[Provided material]
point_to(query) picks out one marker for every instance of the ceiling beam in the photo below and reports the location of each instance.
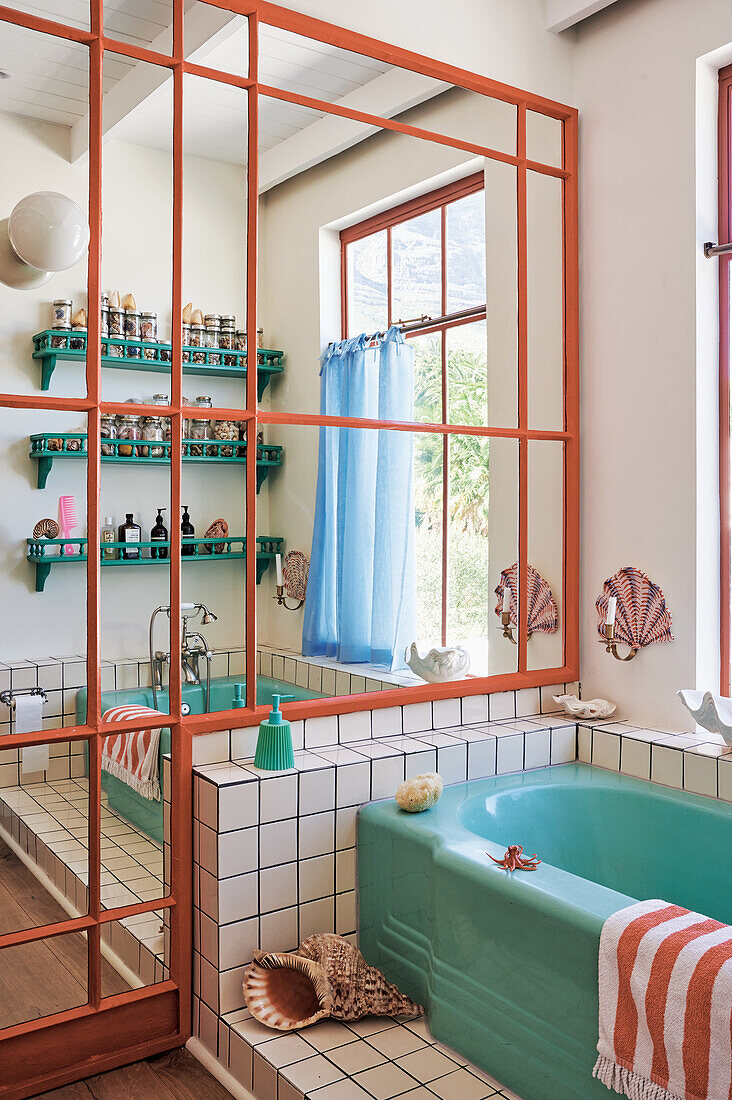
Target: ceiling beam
(560, 14)
(386, 96)
(206, 28)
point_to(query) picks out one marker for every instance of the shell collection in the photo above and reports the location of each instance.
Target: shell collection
(642, 616)
(326, 977)
(543, 615)
(295, 571)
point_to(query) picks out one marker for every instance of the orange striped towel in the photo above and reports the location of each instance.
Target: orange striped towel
(665, 1004)
(133, 757)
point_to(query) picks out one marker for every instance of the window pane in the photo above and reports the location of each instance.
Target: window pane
(467, 374)
(417, 267)
(427, 377)
(466, 252)
(367, 285)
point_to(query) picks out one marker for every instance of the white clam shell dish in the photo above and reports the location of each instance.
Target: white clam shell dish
(711, 712)
(440, 663)
(586, 708)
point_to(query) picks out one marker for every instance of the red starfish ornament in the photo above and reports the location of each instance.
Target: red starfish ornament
(514, 861)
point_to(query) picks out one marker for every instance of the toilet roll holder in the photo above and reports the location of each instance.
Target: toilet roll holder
(9, 696)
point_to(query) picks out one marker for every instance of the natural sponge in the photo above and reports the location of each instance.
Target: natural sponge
(419, 793)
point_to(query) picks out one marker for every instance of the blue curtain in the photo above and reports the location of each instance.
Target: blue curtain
(361, 593)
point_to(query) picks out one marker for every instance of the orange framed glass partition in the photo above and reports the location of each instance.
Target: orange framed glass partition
(110, 1031)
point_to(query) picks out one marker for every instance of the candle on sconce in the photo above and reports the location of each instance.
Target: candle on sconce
(612, 604)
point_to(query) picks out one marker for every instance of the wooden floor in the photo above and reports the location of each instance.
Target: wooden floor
(167, 1076)
(46, 976)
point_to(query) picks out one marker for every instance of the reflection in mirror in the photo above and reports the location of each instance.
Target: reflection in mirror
(401, 529)
(43, 977)
(546, 550)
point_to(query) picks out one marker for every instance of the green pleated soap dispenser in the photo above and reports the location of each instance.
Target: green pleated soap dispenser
(274, 744)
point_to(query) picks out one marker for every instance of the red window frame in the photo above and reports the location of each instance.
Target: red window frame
(438, 199)
(108, 1032)
(724, 121)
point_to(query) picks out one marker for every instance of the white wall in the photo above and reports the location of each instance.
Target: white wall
(137, 256)
(648, 331)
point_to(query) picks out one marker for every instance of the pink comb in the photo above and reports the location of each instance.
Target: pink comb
(66, 520)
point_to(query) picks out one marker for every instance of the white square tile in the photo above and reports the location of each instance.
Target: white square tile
(317, 790)
(352, 784)
(354, 727)
(316, 877)
(700, 774)
(536, 749)
(317, 834)
(635, 758)
(277, 887)
(279, 843)
(510, 754)
(605, 749)
(279, 798)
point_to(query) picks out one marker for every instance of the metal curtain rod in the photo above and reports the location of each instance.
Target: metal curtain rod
(717, 250)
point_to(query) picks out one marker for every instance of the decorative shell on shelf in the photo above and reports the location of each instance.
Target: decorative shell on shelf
(440, 663)
(219, 529)
(45, 528)
(642, 616)
(711, 712)
(325, 977)
(419, 793)
(543, 615)
(586, 708)
(295, 571)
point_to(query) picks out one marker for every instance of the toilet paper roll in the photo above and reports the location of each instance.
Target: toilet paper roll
(29, 717)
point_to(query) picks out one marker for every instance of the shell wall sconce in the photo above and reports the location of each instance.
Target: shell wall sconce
(543, 615)
(632, 611)
(292, 579)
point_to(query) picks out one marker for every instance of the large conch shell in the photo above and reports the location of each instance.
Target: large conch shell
(325, 977)
(642, 616)
(586, 708)
(440, 663)
(711, 712)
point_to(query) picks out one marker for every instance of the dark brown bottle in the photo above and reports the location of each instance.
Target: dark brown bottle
(130, 532)
(187, 532)
(159, 534)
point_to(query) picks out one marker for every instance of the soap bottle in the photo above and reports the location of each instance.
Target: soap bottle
(187, 532)
(274, 744)
(109, 535)
(159, 534)
(130, 532)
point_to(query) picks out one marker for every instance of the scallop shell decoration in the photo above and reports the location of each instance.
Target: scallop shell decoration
(295, 572)
(325, 977)
(642, 616)
(543, 615)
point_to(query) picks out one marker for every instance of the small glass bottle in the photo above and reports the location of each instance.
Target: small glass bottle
(109, 535)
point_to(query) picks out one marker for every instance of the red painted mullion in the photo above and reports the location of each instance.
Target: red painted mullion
(252, 400)
(723, 234)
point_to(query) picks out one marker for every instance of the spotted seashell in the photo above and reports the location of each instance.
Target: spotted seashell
(642, 616)
(325, 977)
(219, 529)
(45, 528)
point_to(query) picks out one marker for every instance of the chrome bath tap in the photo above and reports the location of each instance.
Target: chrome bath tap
(193, 648)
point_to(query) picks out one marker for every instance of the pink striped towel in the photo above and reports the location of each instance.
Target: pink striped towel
(133, 757)
(665, 1004)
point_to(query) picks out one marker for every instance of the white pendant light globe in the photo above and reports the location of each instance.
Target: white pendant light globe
(13, 272)
(48, 231)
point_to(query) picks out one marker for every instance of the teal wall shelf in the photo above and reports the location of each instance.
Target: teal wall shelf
(45, 553)
(48, 447)
(53, 345)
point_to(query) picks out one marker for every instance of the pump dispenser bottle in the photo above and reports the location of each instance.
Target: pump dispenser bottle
(159, 534)
(274, 744)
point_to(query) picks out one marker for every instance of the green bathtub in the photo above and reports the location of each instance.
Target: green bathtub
(506, 965)
(143, 813)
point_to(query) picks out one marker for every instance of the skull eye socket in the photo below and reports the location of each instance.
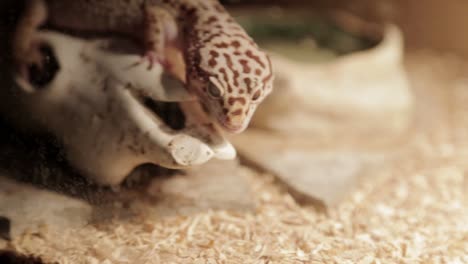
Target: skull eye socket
(41, 75)
(256, 95)
(214, 90)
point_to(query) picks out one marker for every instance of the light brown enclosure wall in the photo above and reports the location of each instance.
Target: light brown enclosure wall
(438, 24)
(442, 24)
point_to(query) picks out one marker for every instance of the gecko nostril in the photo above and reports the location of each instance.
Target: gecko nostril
(41, 75)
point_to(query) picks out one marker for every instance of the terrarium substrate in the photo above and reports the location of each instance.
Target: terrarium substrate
(411, 206)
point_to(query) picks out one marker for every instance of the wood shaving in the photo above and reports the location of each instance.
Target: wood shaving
(412, 209)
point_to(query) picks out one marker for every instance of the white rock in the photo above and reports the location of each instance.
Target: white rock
(367, 90)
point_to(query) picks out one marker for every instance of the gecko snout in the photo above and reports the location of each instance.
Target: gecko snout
(235, 121)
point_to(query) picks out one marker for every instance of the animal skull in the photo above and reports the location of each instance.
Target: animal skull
(95, 105)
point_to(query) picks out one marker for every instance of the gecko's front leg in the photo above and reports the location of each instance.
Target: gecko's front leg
(26, 46)
(160, 31)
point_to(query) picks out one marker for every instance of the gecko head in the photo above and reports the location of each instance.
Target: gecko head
(232, 91)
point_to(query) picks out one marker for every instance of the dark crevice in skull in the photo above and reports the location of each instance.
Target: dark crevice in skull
(170, 113)
(43, 74)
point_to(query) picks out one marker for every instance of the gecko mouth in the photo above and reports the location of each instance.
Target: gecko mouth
(230, 128)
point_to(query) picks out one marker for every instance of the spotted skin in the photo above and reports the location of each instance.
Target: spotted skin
(224, 67)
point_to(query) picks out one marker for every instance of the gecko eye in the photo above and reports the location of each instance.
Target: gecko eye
(214, 90)
(256, 96)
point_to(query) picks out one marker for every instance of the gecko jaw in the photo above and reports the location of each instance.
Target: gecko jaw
(231, 128)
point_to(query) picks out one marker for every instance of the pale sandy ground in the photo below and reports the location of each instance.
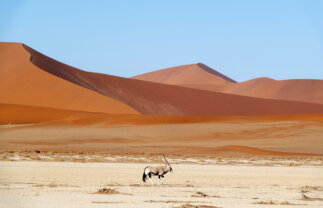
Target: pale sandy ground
(69, 184)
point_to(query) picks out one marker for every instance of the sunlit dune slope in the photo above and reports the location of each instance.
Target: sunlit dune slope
(159, 99)
(21, 82)
(23, 114)
(197, 76)
(200, 76)
(305, 90)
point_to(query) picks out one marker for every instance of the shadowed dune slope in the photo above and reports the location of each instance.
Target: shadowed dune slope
(23, 114)
(199, 76)
(159, 99)
(21, 82)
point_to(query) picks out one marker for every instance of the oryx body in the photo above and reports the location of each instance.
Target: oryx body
(159, 171)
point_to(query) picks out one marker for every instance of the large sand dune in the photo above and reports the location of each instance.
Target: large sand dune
(195, 76)
(65, 184)
(160, 99)
(21, 82)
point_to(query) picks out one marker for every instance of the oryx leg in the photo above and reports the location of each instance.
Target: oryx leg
(149, 177)
(162, 179)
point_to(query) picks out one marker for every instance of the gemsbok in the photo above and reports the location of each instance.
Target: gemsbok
(159, 171)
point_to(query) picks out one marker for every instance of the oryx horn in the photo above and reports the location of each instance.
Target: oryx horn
(166, 160)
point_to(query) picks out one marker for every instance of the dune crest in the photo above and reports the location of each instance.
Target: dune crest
(21, 82)
(197, 76)
(151, 98)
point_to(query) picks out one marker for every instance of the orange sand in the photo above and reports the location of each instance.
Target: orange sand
(21, 82)
(194, 76)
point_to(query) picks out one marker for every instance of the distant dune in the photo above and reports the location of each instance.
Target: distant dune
(151, 98)
(305, 90)
(21, 82)
(195, 76)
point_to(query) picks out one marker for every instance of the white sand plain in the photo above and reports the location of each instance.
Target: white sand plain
(38, 184)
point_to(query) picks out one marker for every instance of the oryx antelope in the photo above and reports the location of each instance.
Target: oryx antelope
(159, 171)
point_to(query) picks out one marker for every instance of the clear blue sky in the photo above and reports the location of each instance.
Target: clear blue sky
(281, 39)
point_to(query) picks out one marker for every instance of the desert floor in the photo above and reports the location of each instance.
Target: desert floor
(75, 184)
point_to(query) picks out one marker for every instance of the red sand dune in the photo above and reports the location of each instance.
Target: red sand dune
(22, 114)
(306, 90)
(21, 82)
(195, 76)
(159, 99)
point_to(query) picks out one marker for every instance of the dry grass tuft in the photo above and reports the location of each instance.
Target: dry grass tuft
(199, 194)
(195, 206)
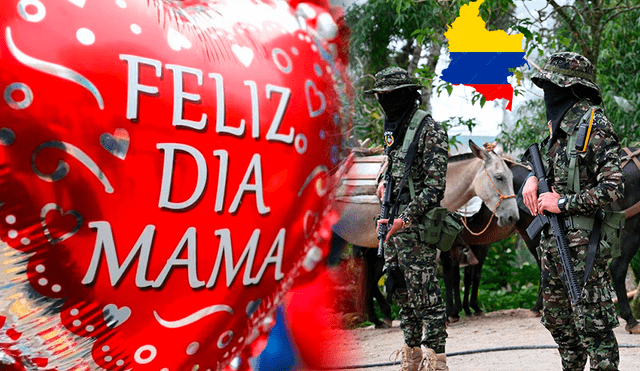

[Task statement] Search the listing above for the lines with "Target: skull eye socket" and "of the terrarium", then output those lines and all lines between them exactly.

[Expected answer]
Target: skull eye socket
(41, 75)
(256, 95)
(214, 90)
point_to(query) picks out one marker for every instance of the light brown enclosure wall in the photo above and reports the location of each instance.
Target: light brown enclosure wall
(438, 24)
(442, 24)
point_to(query) picks out one marker for every instance of the gecko nostril in the photo above and reports the location of each instance.
Target: gecko nostril
(41, 75)
point_to(query) picks out one marker for every instance of the terrarium substrate in the photo above and reports the location of each instance.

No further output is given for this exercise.